[Stored data entries]:
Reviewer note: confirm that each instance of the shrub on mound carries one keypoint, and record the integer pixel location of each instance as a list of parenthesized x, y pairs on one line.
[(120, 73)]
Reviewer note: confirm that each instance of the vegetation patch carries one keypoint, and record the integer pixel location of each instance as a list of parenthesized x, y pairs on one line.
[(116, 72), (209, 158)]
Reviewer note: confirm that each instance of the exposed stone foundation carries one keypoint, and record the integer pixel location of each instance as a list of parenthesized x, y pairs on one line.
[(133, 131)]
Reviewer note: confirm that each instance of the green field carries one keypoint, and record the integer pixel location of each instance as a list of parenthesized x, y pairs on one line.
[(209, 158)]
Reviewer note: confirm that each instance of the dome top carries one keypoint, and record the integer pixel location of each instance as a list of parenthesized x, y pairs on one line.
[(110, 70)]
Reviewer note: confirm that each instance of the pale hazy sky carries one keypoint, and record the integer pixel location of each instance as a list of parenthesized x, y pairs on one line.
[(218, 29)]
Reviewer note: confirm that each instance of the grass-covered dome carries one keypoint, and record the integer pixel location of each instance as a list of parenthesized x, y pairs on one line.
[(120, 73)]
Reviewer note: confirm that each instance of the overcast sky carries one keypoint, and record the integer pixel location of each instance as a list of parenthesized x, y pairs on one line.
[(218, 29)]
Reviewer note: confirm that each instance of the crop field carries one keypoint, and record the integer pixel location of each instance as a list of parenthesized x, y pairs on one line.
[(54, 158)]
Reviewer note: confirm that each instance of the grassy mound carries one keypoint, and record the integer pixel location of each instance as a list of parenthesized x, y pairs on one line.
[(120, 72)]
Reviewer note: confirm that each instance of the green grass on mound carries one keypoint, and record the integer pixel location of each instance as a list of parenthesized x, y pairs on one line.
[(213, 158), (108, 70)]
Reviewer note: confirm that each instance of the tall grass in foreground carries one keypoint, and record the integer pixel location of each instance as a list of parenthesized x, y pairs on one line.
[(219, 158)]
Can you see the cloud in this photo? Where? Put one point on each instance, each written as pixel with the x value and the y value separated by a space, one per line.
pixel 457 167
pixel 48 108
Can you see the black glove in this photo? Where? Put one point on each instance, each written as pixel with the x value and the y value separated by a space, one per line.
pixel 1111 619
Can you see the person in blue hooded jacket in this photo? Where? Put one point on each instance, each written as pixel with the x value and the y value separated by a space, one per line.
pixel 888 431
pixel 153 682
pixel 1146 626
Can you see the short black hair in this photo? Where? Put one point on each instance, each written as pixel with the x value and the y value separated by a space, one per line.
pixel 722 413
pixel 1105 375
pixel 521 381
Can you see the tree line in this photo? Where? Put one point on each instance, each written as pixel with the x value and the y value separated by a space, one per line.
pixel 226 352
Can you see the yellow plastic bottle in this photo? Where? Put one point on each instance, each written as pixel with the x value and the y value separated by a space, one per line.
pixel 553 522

[WHAT YOU HAVE TO DO]: Copy out the entries above without altering a single character.

[TASK ANSWER]:
Reviewer note: confirm that each instance of the shrub on mound carries one keypoint, and record the integer pixel location of each instance as a list of parenthesized x, y pairs on one line.
[(120, 73)]
Reviewer note: confirm that each instance of the vegetation patch carries one keypoint, and record the integer pixel location of each instance as a list of parenthesized x, y pairs on one line.
[(116, 72), (209, 158)]
Reviewer note: confirm that each instance of the exposed stone foundation carries one keypoint, and record the integer pixel location of each instance as a list of parenthesized x, y pairs on one line.
[(133, 131)]
Reviewer note: confirm that each instance of the green field carries one keypoint, and record the integer pixel location of each instance as a list of parenthesized x, y pairs on one line.
[(209, 158)]
Reviewer note: confirm that each instance of the dome top carries one keypoint, and record the integer pixel location of each instance as a list of parenthesized x, y pairs on one line.
[(110, 70)]
Reviewer note: confirm that each instance of the pale hazy sky carries one keypoint, and record the integer pixel location of each instance as a list of parenthesized x, y pairs on one line.
[(218, 29)]
Reviewer note: confirm that each instance of the grass-covered dome carries one keypoint, and record the integer pixel location of each instance as a list of parenthesized x, y pairs on one line.
[(120, 73)]
Reviewer note: confirm that each instance of the overcast sky carries one keypoint, and record the integer pixel location of each instance as a list of parenthesized x, y pairs on one line.
[(218, 29)]
Reviewer note: confirm that each instance of the crop field carries one keypoint, and record the integer pixel location of each instance as a list of parenthesized x, y pairs on one line.
[(54, 158)]
Reviewer note: confirm that each instance of the grassy mound carries one keypoint, and record the integer pixel location of each instance as a list of parenthesized x, y pairs on one line.
[(120, 72)]
Reviewer note: confirm that each instance of the green grass on mound carries one keypoint, and record the integer pixel location of each instance as a list of parenthesized x, y pairs on one line.
[(213, 158), (108, 70)]
Reviewer note: confirm that each instance of the tall grass in foreground carries one keypoint, and record the integer pixel location of each instance as a list of parenthesized x, y pairs on one line.
[(219, 158)]
Can you see the cloud in this photo? Where? Put one point on each instance, each written as pixel with the x value and the y value separated by a space, one per line.
pixel 457 167
pixel 48 108
Can you see the black glove in this photo? Where? Put one point on each instance, each written as pixel with the x value and the y value separated by a space, one per line.
pixel 1111 619
Can you see the person in blue hooded jacket in this photo? Where? Put one point on each instance, each written as pixel with the x value and the y value separated by a space, one per line.
pixel 888 431
pixel 153 682
pixel 1146 626
Can you see the short black hair in this photo? Where? Put one point on each instance, each written as pixel with the x value and the y value separated by a space, one per line.
pixel 722 413
pixel 1105 375
pixel 521 381
Can you see the tree line in this photo? Where? Put one point on each instance, each written as pixel with the x value and the y value separated by a space, one per line.
pixel 226 352
Can you see the yellow plastic bottle in this photo? Where? Put one point on each instance, each written as pixel with the x value and the y value separated by a space, one per line.
pixel 553 522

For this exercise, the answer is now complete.